- [The problem] From the entries that follow, pick out all lines holding "dolphin".

Dataset entries
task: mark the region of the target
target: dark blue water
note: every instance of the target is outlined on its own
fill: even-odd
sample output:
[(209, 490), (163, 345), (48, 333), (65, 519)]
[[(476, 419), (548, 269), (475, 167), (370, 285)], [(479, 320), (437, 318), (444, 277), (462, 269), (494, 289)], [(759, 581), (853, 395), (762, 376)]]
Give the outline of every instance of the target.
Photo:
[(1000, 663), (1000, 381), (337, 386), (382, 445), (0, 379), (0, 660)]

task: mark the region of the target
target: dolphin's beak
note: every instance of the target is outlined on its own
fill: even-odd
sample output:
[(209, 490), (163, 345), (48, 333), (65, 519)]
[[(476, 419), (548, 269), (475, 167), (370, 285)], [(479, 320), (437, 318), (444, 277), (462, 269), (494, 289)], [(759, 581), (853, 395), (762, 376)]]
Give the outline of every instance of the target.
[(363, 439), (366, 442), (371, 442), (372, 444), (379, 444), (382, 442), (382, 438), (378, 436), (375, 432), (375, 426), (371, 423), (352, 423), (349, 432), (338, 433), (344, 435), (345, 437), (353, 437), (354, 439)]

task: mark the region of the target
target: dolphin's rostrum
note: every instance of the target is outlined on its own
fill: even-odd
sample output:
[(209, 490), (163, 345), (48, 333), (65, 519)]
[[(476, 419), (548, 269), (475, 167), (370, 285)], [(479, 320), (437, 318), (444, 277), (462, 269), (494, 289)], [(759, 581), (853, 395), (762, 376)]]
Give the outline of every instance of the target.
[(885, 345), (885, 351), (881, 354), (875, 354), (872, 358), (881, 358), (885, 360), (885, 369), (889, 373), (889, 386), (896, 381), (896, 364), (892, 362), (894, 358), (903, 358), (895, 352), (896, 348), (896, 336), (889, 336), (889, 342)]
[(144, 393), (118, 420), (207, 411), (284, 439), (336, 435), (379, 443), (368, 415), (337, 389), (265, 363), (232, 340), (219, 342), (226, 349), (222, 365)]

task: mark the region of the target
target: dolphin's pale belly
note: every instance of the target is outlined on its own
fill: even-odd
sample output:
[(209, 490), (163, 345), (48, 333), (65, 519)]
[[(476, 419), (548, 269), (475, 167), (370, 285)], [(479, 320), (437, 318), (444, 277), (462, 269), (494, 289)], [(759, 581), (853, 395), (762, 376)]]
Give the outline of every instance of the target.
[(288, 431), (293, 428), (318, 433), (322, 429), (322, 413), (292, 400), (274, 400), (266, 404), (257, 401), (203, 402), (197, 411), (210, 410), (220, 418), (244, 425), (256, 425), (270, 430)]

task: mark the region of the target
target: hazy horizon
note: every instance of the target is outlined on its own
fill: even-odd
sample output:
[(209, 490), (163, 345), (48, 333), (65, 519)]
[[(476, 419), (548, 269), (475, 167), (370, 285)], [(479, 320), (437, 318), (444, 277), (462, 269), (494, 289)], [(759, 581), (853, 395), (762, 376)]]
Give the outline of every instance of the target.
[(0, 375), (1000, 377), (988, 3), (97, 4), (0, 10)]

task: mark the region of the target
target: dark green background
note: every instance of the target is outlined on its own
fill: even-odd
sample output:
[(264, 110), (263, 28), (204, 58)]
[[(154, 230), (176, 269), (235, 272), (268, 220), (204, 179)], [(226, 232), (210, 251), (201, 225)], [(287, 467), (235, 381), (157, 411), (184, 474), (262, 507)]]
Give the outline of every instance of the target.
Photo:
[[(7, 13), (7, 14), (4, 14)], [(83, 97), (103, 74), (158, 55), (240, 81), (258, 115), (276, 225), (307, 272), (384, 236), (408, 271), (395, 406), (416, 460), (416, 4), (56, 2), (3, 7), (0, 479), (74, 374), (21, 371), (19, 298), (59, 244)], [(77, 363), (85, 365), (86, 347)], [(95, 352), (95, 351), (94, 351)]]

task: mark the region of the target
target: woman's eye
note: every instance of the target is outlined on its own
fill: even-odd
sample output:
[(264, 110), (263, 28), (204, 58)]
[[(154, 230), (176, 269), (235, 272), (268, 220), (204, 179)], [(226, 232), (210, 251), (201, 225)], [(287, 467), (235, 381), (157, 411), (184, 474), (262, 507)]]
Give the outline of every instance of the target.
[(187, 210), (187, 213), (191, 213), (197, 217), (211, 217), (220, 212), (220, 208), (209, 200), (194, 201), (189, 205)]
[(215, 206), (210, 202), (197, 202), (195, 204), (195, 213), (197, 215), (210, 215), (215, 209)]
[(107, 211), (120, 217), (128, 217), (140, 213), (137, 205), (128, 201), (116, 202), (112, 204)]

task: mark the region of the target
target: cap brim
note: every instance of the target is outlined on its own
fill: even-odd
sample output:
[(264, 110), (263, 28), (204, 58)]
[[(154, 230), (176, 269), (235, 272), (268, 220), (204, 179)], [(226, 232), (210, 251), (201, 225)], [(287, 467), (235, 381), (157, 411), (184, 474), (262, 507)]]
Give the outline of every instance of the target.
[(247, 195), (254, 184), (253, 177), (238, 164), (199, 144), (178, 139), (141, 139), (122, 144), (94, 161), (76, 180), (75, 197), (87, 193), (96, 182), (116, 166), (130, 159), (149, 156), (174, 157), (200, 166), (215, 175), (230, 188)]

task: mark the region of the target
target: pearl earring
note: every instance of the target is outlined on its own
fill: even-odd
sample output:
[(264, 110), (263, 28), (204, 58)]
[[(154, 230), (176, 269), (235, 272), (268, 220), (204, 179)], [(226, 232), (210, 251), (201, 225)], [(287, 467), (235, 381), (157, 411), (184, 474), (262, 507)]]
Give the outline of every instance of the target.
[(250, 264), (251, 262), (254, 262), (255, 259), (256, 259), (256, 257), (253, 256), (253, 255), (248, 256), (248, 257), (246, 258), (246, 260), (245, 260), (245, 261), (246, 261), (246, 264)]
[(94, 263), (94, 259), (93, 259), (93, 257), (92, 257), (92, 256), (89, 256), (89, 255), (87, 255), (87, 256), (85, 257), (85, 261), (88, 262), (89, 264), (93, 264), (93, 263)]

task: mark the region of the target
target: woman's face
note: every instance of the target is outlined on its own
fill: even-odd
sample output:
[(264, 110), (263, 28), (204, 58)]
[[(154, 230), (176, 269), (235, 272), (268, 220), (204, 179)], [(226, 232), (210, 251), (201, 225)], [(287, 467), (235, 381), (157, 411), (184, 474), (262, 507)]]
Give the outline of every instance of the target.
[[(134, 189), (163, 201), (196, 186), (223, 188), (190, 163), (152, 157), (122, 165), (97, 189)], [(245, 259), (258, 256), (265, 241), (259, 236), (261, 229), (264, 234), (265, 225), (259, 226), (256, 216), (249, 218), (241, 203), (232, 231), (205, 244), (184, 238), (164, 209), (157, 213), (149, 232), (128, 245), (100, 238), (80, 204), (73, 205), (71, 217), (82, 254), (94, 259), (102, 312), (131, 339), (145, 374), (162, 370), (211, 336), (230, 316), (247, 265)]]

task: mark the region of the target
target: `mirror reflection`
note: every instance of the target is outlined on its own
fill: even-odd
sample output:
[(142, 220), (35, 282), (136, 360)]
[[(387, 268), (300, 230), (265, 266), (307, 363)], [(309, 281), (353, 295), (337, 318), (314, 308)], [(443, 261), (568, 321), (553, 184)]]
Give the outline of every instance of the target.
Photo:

- [Exercise output]
target: dolphin's beak
target: dolphin's rostrum
target: dolphin's pale belly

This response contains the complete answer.